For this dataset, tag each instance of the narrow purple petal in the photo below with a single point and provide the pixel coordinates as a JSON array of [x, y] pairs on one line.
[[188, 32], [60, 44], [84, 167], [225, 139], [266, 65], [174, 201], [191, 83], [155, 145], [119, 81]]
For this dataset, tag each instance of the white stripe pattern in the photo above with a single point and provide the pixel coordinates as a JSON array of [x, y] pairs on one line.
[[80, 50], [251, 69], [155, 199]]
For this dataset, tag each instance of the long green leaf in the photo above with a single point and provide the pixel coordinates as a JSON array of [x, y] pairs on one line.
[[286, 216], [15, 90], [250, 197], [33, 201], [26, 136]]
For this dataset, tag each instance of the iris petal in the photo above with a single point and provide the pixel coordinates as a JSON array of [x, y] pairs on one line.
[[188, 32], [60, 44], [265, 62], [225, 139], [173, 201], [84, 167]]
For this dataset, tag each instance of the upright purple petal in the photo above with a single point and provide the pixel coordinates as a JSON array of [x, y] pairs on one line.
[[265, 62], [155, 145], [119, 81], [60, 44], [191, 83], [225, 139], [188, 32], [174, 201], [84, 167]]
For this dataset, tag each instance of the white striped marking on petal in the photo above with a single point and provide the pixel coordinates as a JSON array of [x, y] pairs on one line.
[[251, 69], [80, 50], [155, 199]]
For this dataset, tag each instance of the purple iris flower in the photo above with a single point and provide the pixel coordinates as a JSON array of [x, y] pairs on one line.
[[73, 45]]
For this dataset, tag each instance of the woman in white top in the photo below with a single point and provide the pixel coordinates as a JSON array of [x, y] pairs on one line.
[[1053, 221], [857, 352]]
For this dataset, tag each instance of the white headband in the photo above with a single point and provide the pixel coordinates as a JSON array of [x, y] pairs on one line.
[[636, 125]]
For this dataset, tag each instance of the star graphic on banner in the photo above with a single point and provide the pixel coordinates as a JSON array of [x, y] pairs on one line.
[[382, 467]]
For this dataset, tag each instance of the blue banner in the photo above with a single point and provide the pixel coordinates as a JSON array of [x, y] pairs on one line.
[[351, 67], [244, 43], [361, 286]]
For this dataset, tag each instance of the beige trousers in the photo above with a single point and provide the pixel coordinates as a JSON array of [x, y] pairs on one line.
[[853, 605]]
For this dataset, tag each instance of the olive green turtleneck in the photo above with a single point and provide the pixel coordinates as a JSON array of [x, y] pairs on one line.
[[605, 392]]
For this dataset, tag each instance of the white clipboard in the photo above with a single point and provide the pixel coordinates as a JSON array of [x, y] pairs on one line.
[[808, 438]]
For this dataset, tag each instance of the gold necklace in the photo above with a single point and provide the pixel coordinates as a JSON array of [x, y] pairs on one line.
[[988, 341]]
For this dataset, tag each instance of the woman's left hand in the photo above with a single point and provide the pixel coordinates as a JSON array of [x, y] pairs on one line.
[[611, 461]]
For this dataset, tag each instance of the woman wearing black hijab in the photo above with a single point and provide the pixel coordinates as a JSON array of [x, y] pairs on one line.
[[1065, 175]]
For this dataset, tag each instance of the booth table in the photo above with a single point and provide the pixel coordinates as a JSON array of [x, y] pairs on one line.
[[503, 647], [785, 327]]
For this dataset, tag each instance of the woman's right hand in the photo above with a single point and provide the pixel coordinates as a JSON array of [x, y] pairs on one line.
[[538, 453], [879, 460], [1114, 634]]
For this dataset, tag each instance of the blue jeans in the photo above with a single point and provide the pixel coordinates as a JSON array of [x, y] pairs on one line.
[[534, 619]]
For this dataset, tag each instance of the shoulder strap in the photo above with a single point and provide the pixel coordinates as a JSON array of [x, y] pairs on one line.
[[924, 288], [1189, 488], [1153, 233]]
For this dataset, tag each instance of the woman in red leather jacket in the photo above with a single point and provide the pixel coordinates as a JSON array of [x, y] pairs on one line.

────────

**Work instruction**
Copy exactly the line that contains "For this dataset, tag each instance of the shoulder" and every line after it through the end of the entries, with nothing added.

**Task solution**
For this dataset, tag each instance of the shoulder strap in the photo above with a single point and provide the pixel coordinates as a JSON array of [x, y] pairs on one line.
[[924, 288], [1189, 488], [1153, 233]]
For this dataset, tag each instance of the woman in red leather jacket in the photo above with a single point and provide the pixel coordinates as a JSON array of [x, y] pairs on one line.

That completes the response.